Text extract:
◆ ◆ ◆ ◆

What is wrong in my answer? Subject: finding the integral of $\cot x$

Question

$$\int \cot x \,dx=\int \frac{\cos x\sin x}{\sin^2 x}\,dx. $$ Assume $t= \sin^2 x$. Then $dt= 2\sin x\cos x \,dx$. Using the identity: $$ \sin 2x =2\sin x\cos x$$

$$\int \cot x \,dx=\int \frac{1}{2t}\,dt=\frac{1}{2}\ln(\sin x)^2+c $$ Can you help me find out what I did wrong? Thanks a lot!

Answer 1

Note that

$$\frac12\ln(\sin(x))^2+c=\ln|\sin(x)|+c$$

Answer 2

You can do even less: notice that $\cot x = \frac{\cos x}{\sin x}$ and that the derivative of $\sin$ is $\cos$. Hence $$\int \cot x \,dx = \int \frac{\cos x}{\sin x}\,dx = \log \lvert \sin x \rvert + c, c \in \mathbb{R}.$$

Answer 3

Your integrand is correct:

$$\int \cot x\, dx = \int \frac{1}{2} \frac{dt}{t} = \frac{1}{2} \log\lvert t \rvert + C.$$ The issue is just with your final substitution: $$\frac{1}{2} \log\lvert t\rvert + C = \frac{1}{2} \log( \sin^2x) + C = \log\lvert \sin(x)\rvert + C.$$

Answer 4

your work is correct. $$\int \cot x \,dx=\int \frac{1}{2t}\,dt=\frac{1}{2}\ln(\sin x)^2+c =\ln\lvert \sin x\rvert +c.$$

I am surprised that you did not make the integration simpler by,

$$\int \cot x \,dx=\int \frac{\cos x}{\sin x}\,dx = \int \frac{du}{u} =\ln\lvert \sin x\rvert +c. $$

◆ ◆ ◆ ◆

Parts of the exercise:
1. List every section heading that appears in the cotangent thread, in order.
2. From the cotangent thread, copy out the passage starting at "What is wrong" and ending at "Thanks a lot!".

[Outline records]

◆ ◆ ◆ ◆

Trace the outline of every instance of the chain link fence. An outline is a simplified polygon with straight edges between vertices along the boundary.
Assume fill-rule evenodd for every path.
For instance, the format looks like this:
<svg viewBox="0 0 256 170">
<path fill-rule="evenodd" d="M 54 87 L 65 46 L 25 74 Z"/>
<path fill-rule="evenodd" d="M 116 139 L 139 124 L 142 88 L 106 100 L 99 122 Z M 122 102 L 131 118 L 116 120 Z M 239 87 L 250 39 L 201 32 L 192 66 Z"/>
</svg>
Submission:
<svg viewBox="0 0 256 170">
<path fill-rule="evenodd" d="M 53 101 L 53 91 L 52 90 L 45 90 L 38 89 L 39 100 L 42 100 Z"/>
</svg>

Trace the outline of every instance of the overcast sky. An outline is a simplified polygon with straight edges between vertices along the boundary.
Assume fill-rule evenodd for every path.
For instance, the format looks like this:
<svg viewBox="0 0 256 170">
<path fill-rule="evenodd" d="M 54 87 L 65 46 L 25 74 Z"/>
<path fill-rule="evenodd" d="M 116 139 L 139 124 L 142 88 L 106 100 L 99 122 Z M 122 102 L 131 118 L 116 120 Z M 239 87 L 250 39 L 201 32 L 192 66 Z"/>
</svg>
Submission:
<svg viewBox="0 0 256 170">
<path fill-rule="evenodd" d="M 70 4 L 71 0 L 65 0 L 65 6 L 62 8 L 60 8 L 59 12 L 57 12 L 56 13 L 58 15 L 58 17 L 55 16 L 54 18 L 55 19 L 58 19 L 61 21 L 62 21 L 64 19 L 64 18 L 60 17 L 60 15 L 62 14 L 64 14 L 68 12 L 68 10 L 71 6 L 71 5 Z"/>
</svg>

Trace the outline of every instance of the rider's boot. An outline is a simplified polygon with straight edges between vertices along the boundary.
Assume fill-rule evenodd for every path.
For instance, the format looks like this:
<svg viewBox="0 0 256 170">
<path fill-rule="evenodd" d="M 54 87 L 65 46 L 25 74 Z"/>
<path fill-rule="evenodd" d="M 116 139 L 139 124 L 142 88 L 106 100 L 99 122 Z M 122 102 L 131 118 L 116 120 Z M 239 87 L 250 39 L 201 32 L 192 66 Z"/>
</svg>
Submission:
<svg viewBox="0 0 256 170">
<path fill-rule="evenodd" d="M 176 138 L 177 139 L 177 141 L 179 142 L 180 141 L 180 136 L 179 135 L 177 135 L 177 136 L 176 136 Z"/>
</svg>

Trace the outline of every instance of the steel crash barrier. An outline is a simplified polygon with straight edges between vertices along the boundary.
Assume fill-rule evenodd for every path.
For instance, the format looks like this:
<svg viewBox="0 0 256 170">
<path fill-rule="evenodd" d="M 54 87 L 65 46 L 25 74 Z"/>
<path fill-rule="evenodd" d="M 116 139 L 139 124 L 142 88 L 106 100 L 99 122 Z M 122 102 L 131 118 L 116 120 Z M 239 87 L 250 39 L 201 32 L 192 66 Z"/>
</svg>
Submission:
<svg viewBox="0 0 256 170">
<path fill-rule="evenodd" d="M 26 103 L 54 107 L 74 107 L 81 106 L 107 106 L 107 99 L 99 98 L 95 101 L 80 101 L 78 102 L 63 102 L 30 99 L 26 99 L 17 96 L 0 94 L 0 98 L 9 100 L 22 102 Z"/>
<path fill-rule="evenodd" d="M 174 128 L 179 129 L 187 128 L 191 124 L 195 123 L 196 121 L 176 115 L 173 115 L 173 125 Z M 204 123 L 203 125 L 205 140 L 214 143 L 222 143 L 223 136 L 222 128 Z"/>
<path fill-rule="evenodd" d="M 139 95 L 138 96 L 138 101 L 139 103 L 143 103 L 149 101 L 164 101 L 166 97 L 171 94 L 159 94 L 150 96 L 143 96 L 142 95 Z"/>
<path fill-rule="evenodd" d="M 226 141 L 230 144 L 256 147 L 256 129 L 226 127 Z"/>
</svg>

◆ ◆ ◆ ◆

Answers for the tasks:
1.
Question
Answer 1
Answer 2
Answer 3
Answer 4

2.
What is wrong in my answer? Subject: finding the integral of $\cot x$

Question

$$\int \cot x \,dx=\int \frac{\cos x\sin x}{\sin^2 x}\,dx. $$ Assume $t= \sin^2 x$. Then $dt= 2\sin x\cos x \,dx$. Using the identity: $$ \sin 2x =2\sin x\cos x$$

$$\int \cot x \,dx=\int \frac{1}{2t}\,dt=\frac{1}{2}\ln(\sin x)^2+c $$ Can you help me find out what I did wrong? Thanks a lot!